<<<<
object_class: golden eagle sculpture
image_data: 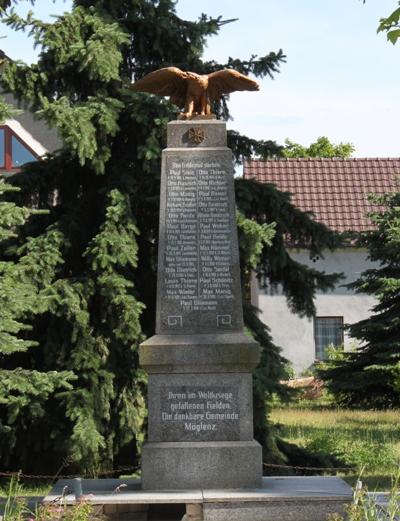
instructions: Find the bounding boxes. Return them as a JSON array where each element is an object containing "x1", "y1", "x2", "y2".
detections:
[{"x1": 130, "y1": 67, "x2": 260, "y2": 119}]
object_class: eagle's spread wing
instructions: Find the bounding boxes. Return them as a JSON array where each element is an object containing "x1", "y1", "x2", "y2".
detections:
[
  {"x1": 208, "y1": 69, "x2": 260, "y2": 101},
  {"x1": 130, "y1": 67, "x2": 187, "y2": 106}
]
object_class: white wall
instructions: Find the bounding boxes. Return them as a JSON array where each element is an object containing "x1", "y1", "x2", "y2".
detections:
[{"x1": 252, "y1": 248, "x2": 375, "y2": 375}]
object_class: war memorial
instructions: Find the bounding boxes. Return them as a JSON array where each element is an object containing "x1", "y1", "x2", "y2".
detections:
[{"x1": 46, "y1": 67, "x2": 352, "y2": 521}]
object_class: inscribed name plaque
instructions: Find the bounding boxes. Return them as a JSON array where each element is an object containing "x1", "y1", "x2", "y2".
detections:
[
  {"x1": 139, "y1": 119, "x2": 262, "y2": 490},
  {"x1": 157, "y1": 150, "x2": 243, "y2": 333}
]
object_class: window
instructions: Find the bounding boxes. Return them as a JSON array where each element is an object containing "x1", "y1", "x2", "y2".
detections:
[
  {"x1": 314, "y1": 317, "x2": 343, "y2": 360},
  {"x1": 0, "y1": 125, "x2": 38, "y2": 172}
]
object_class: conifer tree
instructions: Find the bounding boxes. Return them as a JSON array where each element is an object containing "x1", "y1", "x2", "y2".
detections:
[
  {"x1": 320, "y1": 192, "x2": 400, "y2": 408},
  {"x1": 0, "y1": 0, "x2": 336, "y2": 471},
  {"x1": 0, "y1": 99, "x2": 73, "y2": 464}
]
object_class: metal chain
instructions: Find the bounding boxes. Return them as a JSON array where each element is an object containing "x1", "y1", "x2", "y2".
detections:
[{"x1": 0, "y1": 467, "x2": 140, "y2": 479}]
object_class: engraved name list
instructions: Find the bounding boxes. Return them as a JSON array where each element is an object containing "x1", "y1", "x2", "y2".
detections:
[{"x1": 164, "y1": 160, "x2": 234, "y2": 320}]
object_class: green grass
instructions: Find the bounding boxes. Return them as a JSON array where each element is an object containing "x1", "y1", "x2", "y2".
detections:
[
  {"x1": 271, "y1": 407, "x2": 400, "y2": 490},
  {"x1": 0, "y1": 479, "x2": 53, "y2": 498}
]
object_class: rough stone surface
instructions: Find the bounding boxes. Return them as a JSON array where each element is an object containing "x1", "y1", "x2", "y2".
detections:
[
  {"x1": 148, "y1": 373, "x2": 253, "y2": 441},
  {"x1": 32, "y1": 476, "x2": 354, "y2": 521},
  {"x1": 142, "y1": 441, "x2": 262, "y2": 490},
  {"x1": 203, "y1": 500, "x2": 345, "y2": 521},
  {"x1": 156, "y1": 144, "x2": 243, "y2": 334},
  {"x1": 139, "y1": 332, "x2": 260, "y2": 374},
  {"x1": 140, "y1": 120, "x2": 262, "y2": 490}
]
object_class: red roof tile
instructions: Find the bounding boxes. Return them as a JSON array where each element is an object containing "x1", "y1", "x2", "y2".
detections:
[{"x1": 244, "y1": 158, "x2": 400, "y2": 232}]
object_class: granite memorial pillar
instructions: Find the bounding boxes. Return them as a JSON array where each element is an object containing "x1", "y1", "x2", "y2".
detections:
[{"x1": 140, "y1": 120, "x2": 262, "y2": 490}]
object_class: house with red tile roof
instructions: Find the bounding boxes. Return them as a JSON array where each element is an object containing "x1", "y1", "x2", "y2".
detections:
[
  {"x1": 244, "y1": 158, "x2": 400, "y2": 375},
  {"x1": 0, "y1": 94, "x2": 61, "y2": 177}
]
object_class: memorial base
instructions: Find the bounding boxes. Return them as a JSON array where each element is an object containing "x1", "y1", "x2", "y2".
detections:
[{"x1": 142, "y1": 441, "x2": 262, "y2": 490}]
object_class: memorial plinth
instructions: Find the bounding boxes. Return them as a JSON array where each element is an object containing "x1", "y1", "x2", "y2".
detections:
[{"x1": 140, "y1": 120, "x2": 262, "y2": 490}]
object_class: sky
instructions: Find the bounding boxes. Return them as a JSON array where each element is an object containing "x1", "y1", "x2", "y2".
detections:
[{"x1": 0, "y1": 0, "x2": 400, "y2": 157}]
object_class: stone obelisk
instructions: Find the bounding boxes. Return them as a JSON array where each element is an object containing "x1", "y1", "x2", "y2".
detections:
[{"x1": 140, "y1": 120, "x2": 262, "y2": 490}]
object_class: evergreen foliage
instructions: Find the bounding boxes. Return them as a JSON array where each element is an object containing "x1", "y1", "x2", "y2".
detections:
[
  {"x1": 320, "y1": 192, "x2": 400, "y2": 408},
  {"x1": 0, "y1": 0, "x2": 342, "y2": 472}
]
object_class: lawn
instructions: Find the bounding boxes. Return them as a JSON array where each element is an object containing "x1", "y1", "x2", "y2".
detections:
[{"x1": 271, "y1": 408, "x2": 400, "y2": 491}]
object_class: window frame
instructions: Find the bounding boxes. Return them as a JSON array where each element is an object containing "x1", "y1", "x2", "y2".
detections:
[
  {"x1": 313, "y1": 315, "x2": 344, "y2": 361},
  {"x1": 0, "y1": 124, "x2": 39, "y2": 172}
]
>>>>
<<<<
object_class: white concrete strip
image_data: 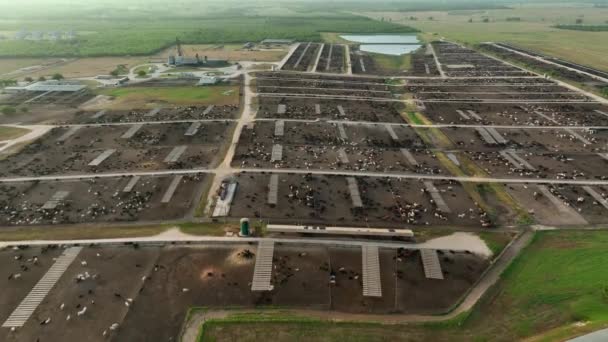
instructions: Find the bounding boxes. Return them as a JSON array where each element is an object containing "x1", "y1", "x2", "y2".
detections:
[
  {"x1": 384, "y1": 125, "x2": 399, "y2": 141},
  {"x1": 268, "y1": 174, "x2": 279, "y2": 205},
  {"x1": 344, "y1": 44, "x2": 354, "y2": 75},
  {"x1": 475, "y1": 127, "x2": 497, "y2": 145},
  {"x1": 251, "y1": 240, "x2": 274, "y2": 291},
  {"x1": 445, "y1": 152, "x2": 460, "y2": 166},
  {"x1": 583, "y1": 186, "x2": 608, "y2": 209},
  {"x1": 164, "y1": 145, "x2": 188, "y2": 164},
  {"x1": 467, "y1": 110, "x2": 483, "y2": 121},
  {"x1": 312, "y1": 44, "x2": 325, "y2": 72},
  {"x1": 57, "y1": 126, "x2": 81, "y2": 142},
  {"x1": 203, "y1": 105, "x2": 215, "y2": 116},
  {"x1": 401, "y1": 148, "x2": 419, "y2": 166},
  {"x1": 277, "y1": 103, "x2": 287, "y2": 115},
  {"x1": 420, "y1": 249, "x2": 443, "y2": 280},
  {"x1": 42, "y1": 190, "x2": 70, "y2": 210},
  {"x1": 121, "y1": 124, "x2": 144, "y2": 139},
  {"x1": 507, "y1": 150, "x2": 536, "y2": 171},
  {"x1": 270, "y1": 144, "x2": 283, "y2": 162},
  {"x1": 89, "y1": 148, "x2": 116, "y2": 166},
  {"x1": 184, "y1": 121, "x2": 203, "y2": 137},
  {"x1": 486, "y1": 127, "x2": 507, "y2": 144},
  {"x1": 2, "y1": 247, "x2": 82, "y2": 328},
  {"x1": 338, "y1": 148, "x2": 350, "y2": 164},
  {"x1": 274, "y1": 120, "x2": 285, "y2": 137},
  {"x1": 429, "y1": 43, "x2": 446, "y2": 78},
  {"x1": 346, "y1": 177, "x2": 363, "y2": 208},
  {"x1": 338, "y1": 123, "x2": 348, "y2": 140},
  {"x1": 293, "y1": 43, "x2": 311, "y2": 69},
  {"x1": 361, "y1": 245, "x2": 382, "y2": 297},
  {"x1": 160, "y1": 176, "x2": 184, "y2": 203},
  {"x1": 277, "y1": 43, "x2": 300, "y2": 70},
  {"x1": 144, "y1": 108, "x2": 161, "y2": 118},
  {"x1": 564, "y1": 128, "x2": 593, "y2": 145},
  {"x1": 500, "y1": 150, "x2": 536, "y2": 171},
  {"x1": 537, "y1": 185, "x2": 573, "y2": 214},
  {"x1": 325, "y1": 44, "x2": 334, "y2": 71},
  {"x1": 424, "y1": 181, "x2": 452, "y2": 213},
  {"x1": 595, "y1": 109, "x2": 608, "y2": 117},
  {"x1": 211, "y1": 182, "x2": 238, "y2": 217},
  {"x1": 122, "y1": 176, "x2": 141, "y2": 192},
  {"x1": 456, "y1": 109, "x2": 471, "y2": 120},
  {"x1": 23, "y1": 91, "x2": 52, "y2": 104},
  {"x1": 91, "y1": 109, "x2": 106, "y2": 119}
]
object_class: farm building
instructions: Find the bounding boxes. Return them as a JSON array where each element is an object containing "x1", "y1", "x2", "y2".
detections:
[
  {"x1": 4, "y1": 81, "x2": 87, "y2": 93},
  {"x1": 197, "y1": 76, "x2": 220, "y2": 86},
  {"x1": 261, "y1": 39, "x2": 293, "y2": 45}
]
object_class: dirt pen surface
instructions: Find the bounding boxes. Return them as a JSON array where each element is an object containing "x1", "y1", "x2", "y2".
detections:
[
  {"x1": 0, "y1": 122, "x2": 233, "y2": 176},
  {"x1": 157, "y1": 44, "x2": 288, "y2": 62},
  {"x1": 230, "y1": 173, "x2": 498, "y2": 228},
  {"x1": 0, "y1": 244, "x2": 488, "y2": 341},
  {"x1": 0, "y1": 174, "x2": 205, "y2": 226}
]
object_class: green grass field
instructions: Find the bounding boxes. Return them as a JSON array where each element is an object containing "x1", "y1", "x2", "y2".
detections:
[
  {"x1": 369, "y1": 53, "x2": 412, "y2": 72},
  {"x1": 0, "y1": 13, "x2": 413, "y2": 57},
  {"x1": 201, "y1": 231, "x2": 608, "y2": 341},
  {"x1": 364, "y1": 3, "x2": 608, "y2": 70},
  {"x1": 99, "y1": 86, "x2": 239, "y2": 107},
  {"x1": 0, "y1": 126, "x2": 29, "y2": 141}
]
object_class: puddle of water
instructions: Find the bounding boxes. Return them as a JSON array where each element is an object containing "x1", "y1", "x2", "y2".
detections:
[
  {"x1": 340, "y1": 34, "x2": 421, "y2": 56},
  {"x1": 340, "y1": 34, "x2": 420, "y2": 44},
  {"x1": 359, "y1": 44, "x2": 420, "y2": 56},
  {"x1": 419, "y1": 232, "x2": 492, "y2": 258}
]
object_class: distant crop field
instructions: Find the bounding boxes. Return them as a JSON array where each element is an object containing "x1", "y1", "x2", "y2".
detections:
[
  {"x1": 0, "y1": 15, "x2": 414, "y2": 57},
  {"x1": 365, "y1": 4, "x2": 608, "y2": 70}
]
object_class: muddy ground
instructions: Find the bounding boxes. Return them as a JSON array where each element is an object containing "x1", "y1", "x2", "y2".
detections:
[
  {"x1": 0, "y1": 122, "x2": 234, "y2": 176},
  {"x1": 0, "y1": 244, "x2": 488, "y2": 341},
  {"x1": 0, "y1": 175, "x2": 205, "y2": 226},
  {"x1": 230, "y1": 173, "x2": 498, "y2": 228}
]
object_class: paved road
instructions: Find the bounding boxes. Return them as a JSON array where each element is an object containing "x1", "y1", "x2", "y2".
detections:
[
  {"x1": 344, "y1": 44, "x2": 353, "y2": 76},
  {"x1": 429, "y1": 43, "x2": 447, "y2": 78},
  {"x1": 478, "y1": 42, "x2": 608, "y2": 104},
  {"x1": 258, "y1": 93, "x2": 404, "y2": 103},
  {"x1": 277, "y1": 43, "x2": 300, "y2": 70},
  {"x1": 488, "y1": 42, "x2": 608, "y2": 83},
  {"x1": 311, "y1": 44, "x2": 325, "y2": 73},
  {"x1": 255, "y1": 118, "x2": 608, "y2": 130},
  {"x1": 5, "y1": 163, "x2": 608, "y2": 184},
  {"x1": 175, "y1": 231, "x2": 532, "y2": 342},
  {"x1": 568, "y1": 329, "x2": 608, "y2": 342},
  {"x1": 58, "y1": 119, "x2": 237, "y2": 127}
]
>>>>
Which lines in the entries above contain the string "eagle", matching case exactly? Report each of those lines in full.

object_class: golden eagle sculpture
object_class: eagle's spread wing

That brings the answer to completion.